Individua e trascrivi, per favore, ogni riga dei dati che contiene la parola "outline", distinguendo tra maiuscole e minuscole.

Estratti del dataset di segmentazione
★ ★ ★ ★ ★ ★ ★
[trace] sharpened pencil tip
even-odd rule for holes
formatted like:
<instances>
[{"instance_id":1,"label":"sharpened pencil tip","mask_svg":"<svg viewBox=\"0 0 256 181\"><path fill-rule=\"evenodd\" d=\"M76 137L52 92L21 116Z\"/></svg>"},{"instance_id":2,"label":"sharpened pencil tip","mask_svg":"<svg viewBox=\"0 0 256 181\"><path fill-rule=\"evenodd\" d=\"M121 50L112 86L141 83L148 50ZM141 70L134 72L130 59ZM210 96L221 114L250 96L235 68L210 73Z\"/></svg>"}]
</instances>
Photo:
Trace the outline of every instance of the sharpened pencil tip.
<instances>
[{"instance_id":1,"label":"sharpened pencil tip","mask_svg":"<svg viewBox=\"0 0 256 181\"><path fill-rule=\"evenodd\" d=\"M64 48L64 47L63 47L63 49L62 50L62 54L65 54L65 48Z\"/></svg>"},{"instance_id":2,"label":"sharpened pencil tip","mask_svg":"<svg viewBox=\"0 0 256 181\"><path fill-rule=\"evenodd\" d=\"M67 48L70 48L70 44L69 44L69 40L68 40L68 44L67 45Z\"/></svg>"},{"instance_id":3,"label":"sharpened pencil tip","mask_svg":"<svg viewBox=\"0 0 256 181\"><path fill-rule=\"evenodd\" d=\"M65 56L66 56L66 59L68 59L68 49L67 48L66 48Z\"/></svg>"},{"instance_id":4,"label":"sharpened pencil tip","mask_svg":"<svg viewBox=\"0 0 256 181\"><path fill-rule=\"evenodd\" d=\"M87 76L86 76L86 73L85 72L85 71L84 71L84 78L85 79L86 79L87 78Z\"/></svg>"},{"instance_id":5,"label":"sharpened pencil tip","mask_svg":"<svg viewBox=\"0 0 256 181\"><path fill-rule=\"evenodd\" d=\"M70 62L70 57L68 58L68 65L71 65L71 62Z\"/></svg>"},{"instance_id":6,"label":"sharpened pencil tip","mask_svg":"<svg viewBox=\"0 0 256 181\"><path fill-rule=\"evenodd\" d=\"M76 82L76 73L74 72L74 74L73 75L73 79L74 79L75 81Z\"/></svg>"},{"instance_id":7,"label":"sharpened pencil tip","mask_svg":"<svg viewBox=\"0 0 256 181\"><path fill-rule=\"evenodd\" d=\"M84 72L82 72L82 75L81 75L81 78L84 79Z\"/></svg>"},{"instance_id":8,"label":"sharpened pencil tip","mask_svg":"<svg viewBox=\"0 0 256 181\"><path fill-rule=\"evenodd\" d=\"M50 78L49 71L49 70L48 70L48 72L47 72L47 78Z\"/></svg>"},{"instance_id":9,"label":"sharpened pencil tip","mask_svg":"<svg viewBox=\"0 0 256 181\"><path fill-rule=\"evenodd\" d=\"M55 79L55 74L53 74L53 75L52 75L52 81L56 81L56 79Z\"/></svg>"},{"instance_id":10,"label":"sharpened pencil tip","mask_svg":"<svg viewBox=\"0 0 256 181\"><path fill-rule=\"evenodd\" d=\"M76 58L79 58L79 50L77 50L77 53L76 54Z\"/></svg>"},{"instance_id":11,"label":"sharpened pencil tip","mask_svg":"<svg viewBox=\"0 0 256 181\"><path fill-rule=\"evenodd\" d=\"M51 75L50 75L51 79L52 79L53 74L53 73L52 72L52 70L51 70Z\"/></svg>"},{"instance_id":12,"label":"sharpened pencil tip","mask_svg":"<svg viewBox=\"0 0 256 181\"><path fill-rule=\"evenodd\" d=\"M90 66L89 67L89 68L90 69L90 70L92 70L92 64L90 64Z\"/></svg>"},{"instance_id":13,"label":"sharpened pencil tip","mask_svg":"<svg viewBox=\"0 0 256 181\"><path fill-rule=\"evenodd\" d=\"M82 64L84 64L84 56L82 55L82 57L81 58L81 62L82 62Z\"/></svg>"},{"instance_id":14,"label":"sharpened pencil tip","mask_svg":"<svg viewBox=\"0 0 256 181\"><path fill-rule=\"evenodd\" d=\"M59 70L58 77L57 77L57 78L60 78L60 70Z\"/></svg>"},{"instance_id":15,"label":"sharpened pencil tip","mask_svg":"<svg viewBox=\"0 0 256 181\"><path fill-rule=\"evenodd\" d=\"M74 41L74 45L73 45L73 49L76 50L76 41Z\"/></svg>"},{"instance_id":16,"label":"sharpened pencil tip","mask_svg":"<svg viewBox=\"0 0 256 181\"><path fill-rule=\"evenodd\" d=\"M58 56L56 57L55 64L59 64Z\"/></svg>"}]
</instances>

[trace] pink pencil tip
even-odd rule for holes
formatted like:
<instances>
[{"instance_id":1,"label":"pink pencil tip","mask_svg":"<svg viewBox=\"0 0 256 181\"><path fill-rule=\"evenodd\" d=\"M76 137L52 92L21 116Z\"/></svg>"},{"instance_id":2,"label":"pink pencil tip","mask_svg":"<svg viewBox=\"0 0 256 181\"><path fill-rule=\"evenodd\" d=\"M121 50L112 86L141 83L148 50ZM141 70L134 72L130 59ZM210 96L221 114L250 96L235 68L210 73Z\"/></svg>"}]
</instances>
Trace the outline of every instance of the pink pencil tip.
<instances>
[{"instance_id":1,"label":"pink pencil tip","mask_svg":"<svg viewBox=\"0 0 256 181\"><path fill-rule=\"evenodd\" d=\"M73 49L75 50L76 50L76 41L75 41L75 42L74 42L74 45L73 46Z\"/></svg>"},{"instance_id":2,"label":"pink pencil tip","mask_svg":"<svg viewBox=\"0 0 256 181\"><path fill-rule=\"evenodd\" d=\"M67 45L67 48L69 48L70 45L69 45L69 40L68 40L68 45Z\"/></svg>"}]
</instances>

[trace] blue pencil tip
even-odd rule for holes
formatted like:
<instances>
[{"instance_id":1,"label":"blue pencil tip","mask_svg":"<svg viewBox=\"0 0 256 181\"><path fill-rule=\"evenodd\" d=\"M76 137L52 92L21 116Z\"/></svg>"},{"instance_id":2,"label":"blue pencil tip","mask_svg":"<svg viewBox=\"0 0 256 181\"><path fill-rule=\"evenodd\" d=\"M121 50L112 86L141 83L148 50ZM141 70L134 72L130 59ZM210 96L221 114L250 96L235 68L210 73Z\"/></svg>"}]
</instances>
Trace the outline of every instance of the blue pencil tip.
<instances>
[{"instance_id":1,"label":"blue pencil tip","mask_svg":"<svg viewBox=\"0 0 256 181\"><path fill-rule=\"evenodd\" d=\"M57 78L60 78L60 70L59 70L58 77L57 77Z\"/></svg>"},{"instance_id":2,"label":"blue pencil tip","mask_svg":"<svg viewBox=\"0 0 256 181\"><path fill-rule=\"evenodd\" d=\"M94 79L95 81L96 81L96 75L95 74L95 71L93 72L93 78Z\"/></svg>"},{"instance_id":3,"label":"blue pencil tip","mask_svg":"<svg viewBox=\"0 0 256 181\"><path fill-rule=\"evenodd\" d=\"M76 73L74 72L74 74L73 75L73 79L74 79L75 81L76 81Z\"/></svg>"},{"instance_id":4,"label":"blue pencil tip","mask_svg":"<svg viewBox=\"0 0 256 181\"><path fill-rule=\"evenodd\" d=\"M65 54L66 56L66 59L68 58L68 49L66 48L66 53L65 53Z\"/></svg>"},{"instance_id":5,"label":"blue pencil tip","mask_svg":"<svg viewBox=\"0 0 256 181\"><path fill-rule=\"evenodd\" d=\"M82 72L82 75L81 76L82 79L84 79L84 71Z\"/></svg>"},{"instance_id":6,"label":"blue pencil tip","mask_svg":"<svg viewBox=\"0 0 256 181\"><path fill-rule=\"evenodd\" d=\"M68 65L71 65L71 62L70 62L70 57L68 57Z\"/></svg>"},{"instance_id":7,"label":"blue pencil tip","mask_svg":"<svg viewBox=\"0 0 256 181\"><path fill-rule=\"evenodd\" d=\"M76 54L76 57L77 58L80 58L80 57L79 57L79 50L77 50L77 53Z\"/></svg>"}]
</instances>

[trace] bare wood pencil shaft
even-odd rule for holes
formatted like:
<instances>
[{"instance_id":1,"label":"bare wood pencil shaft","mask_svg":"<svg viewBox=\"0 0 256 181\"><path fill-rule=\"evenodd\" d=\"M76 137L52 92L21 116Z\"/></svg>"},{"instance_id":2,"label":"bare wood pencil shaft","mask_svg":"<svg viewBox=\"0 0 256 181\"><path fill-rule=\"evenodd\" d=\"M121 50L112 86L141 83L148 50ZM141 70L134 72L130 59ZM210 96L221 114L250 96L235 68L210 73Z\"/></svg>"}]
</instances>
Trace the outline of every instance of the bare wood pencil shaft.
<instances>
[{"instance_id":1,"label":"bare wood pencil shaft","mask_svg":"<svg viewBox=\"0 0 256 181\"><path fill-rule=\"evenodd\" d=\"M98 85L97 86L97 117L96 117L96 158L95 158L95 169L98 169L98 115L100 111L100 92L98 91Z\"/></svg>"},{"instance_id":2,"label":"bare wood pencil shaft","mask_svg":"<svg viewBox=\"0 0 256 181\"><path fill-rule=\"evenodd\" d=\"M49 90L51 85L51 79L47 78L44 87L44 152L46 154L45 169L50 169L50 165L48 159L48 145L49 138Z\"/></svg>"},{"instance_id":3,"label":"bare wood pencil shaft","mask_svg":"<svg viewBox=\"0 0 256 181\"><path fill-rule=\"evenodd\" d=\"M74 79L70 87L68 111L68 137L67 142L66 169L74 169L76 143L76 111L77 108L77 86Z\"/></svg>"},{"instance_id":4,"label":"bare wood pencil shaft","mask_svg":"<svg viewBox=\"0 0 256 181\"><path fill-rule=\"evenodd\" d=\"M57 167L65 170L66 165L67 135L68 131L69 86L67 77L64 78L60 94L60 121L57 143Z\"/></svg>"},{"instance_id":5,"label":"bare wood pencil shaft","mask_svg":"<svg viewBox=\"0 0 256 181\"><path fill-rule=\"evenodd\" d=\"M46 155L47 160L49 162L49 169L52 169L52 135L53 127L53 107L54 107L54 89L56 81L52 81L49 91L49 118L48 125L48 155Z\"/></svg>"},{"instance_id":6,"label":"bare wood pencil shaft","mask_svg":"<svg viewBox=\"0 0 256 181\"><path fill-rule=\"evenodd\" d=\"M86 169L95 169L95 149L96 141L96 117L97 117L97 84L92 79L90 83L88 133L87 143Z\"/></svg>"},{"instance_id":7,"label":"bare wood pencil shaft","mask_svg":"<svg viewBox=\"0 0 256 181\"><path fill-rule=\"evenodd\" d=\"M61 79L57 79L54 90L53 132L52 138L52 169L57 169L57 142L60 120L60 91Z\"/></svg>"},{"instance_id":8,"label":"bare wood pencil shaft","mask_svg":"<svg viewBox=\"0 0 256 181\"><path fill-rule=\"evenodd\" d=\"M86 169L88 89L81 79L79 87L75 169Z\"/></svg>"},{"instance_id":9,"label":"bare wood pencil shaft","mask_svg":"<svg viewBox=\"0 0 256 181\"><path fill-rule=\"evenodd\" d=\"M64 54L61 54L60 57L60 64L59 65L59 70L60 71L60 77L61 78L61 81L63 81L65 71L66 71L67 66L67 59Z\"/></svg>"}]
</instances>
★ ★ ★ ★ ★ ★ ★
RISULTATO ATTESO —
Trace the outline of every instance of the sharpened pencil tip.
Trace the outline of every instance of the pink pencil tip.
Trace the outline of every instance of the blue pencil tip.
Trace the outline of every instance of the bare wood pencil shaft.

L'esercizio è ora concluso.